■ **What is asked**
Copy the records below verbatim, line by line, without altering any character.

■ **Material supplied**
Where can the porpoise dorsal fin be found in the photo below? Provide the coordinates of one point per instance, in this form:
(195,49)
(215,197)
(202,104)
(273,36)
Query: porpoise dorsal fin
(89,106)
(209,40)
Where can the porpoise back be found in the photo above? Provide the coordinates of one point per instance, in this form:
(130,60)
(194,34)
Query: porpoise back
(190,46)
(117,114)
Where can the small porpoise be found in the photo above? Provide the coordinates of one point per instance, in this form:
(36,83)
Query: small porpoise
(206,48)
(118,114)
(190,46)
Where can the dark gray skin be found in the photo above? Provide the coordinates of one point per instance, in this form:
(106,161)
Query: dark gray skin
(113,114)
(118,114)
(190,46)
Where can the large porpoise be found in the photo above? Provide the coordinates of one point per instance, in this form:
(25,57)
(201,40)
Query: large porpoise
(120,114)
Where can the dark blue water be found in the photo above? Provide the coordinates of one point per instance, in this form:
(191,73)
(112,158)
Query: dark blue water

■ **Solution to the problem**
Where can the porpoise dorsal fin be found in the photo below? Provide the coordinates of one point per instance, in this form:
(195,49)
(215,197)
(202,104)
(273,36)
Query: porpoise dorsal fin
(89,106)
(209,40)
Where can the porpoise back be found in the photo above? Provide the coordinates of one point per instance, in this form:
(130,60)
(194,34)
Query: porpoise back
(190,46)
(117,114)
Where can the small porpoise be found in the photo above? Provide the coordinates of one point per instance, in this form:
(36,83)
Query: small porpoise
(206,48)
(118,114)
(190,46)
Where can the dark gray skin be found in the photo above? Provide the coordinates of one point per instance, in this form:
(106,161)
Query: dark gray skin
(113,114)
(118,114)
(190,46)
Where can the large porpoise be found in the photo above? Provide the coordinates of one point per instance, in this form:
(25,57)
(201,40)
Query: large porpoise
(120,114)
Where can the dark blue water be found in the photo above? Provide the coordinates of one point per instance, in this form:
(191,73)
(112,158)
Query: dark blue water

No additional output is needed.